Semantic Search には、多くの利点があります。

利点 1: 同義語の理解

検索: 「自動車」

キーワード検索:
「自動車」を含むページのみ

Semantic Search:
- 「自動車」
- 「車」
- 「クルマ」
- 「vehicle」(英語)
- 「乗用車」

すべて意味が近いため、検索結果に含まれる

利点 2: 文脈の理解

検索: 「Apple」

キーワード検索:
「Apple」という単語を含むすべてのページ
→ 果物のりんごと、企業の Apple が混在

Semantic Search:
ユーザーの意図を理解
「Apple iPhone」「MacBook」などの文脈から、
企業の Apple に関するページを優先

利点 3: 自然な質問

検索: 「頭が痛いときはどうすればいい?」

キーワード検索:
この長い文を含むページは少ない

Semantic Search:
「頭痛の対処法」「頭痛薬」「頭痛の原因」など、
意味が近い短い文書も検索

利点 4: 多言語対応

検索: 「おすすめのレストラン」(日本語)

Semantic Search:
- 日本語の文書
- 英語の "recommended restaurants"
- 中国語の「推荐的餐厅」

同じ意味であれば、言語を超えて検索
(多言語対応のモデルを使用した場合)

Semantic Search の実装

Semantic Search を実装する基本的な流れです。

* _提供項目_:

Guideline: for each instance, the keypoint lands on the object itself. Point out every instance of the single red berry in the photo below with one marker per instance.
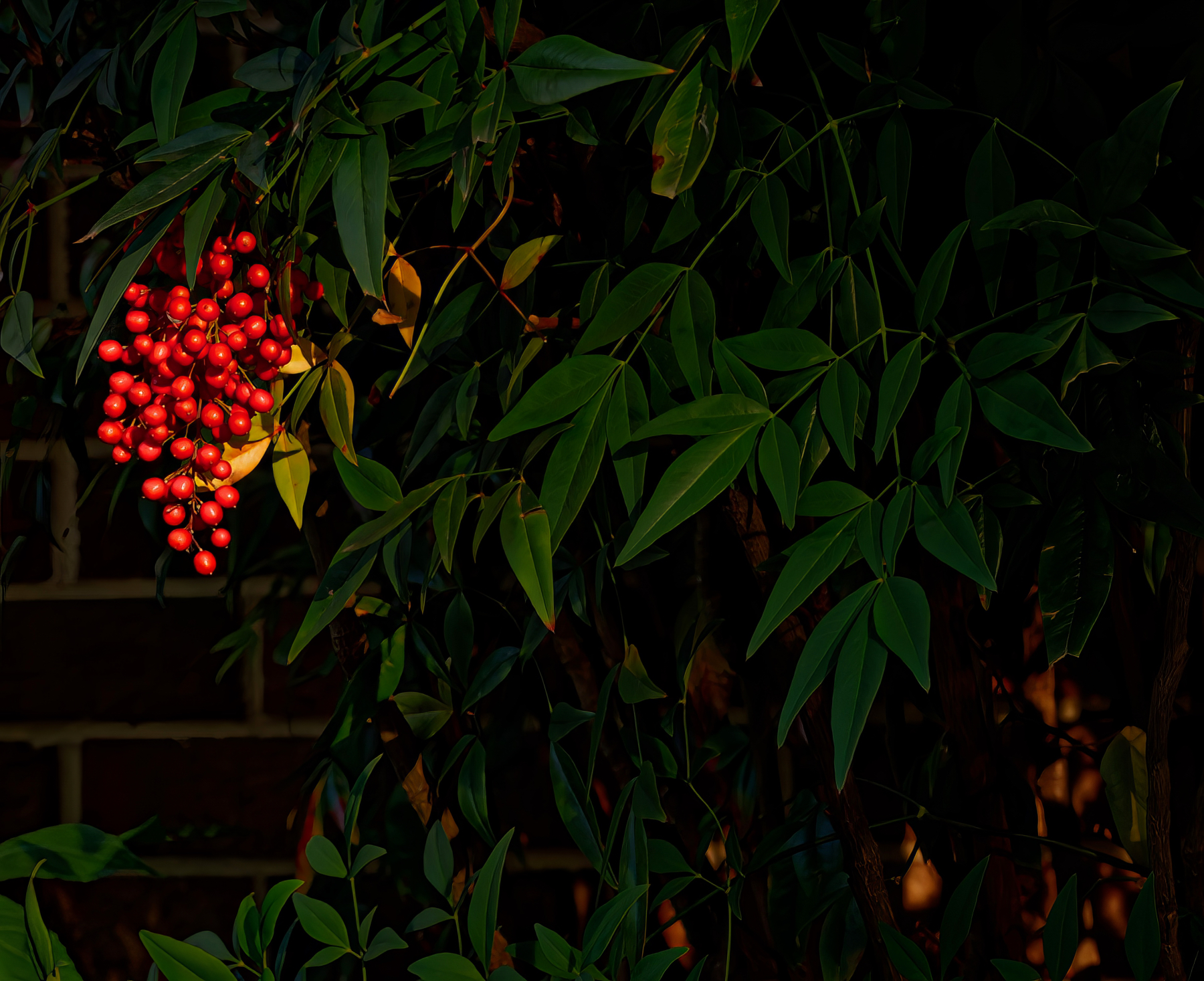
(155, 489)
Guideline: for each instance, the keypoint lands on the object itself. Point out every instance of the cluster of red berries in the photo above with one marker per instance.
(197, 364)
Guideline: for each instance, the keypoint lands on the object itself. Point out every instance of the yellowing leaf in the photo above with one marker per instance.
(522, 263)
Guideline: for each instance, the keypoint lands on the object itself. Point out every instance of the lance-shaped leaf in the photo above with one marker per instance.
(684, 135)
(1076, 572)
(563, 66)
(859, 673)
(814, 559)
(361, 192)
(770, 211)
(903, 621)
(949, 535)
(900, 378)
(564, 389)
(290, 469)
(526, 541)
(930, 294)
(486, 896)
(690, 483)
(1020, 406)
(990, 191)
(629, 305)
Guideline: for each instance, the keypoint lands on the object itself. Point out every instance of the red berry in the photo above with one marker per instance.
(155, 489)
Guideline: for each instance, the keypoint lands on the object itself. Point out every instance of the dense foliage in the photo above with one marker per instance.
(692, 349)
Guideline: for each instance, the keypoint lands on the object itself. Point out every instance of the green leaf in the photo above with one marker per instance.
(999, 352)
(904, 955)
(526, 541)
(1143, 943)
(859, 673)
(949, 535)
(781, 349)
(445, 967)
(573, 466)
(779, 459)
(523, 260)
(684, 135)
(170, 80)
(990, 192)
(324, 857)
(955, 409)
(605, 921)
(572, 803)
(389, 100)
(955, 925)
(361, 191)
(180, 961)
(340, 583)
(1020, 406)
(746, 19)
(1061, 934)
(814, 559)
(1041, 218)
(838, 406)
(1121, 312)
(564, 389)
(276, 70)
(819, 653)
(692, 481)
(895, 169)
(564, 66)
(483, 905)
(629, 305)
(895, 391)
(1127, 786)
(706, 417)
(471, 792)
(770, 211)
(17, 332)
(1076, 572)
(930, 295)
(902, 620)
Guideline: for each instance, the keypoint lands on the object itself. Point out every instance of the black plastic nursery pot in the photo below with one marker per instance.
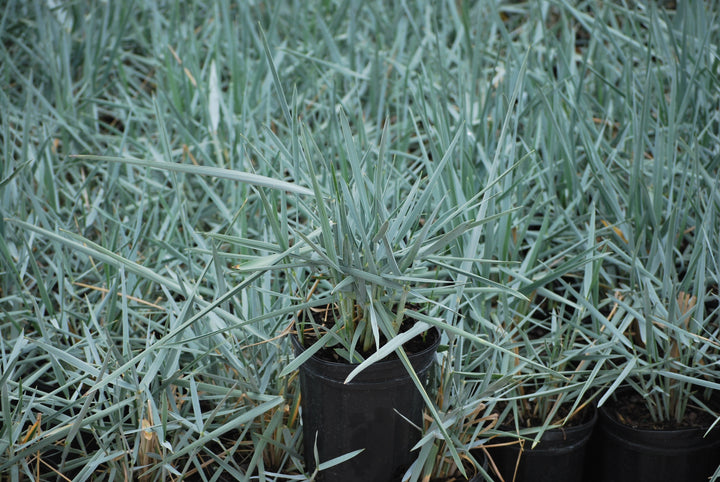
(558, 457)
(626, 454)
(374, 412)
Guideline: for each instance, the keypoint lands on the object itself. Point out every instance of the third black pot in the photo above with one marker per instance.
(375, 412)
(627, 454)
(558, 457)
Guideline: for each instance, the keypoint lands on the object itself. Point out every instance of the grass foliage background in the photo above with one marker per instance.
(140, 339)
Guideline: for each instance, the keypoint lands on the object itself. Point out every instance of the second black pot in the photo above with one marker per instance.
(558, 457)
(627, 454)
(375, 412)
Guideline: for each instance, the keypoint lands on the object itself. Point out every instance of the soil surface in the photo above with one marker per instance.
(629, 408)
(326, 318)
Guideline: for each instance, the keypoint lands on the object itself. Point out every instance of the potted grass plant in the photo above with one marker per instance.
(545, 422)
(364, 338)
(658, 418)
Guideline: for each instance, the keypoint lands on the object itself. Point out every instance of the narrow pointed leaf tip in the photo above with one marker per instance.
(209, 171)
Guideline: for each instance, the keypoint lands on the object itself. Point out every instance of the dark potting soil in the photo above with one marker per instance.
(629, 408)
(326, 318)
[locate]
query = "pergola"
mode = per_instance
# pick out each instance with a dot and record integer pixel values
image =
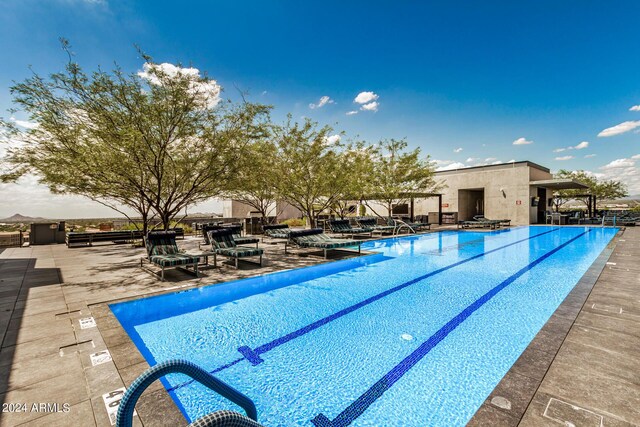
(411, 196)
(569, 184)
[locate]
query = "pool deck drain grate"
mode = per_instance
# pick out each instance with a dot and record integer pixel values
(581, 368)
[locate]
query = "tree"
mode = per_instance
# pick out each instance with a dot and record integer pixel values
(311, 175)
(157, 141)
(357, 159)
(256, 182)
(397, 174)
(602, 189)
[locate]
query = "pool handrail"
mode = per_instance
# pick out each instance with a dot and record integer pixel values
(133, 393)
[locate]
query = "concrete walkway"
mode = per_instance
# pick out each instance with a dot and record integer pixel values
(581, 368)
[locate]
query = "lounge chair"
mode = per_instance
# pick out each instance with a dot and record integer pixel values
(342, 226)
(498, 222)
(276, 231)
(315, 238)
(372, 223)
(236, 231)
(478, 224)
(163, 251)
(413, 227)
(223, 243)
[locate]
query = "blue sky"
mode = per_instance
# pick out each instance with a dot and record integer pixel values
(475, 76)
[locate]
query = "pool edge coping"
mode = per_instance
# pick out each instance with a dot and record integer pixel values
(504, 404)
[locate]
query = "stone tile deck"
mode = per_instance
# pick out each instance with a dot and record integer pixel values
(581, 368)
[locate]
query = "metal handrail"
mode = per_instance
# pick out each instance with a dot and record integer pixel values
(133, 393)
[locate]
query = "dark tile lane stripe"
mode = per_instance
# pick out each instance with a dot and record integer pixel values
(253, 356)
(362, 403)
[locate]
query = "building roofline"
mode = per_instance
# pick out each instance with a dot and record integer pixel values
(498, 166)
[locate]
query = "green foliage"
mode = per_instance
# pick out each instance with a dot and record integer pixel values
(396, 174)
(295, 222)
(602, 189)
(156, 145)
(311, 172)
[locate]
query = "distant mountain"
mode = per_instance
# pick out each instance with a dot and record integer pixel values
(22, 218)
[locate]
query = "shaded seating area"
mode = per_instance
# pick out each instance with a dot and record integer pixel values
(236, 230)
(87, 238)
(223, 243)
(315, 238)
(276, 231)
(343, 226)
(163, 251)
(372, 223)
(499, 222)
(478, 224)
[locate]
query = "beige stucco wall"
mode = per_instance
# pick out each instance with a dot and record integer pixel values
(503, 185)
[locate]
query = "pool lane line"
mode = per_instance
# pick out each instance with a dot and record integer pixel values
(253, 355)
(362, 403)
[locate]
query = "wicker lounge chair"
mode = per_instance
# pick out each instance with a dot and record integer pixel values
(342, 226)
(163, 251)
(315, 238)
(276, 231)
(223, 243)
(236, 231)
(372, 223)
(499, 222)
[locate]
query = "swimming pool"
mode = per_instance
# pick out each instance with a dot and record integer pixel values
(418, 333)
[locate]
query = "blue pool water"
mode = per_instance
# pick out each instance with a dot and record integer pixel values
(417, 334)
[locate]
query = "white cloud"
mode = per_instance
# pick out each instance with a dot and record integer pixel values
(522, 141)
(333, 139)
(324, 100)
(445, 165)
(583, 144)
(623, 170)
(372, 106)
(207, 92)
(621, 128)
(619, 163)
(365, 97)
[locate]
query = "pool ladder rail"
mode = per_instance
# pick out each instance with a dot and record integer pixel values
(177, 366)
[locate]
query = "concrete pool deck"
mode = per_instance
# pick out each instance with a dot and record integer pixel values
(582, 367)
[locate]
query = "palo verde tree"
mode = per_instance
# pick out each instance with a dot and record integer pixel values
(397, 174)
(357, 160)
(602, 189)
(311, 173)
(157, 141)
(256, 182)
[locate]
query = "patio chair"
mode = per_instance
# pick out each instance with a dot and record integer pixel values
(315, 238)
(163, 251)
(236, 231)
(276, 231)
(342, 226)
(498, 222)
(372, 223)
(223, 243)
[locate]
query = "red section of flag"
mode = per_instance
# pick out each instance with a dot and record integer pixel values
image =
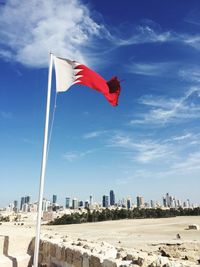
(110, 89)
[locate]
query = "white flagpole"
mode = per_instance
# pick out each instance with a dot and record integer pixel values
(43, 166)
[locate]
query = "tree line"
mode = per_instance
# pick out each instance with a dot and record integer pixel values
(118, 214)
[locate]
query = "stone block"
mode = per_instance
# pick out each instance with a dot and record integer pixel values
(69, 255)
(77, 259)
(52, 250)
(85, 262)
(109, 263)
(94, 261)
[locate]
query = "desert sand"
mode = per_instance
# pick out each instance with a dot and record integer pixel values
(136, 233)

* _作業指示_: Semantic Search を解説した本文の続きを、最後の文の後から書いてください。 項目は、本文とは別の出典から取られたものです。

* _出力_:
必要なコンポーネント

1. Embedding モデル
   - OpenAI text-embedding-ada-002
   - Sentence Transformers
   - など

2. Vector Database
   - Pinecone
   - Chroma
   - Weaviate
   - など

3. 類似度計算
   - コサイン類似度
   - ユークリッド距離
   - など

基本的な実装フロー

準備フェーズ:
1. すべての文書を Embedding モデルでベクトル化
2. Vector Database に保存

検索フェーズ:
1. ユーザーのクエリをベクトル化
2. Vector Database で類似ベクトルを検索
3. 類似度の高い順に結果を返す

実装の擬似コード

準備:
documents = ["文書1", "文書2", "文書3", ...]
vectors = embedding_model.encode(documents)
vector_db.store(vectors, documents)

検索:
query = "ユーザーの検索クエリ"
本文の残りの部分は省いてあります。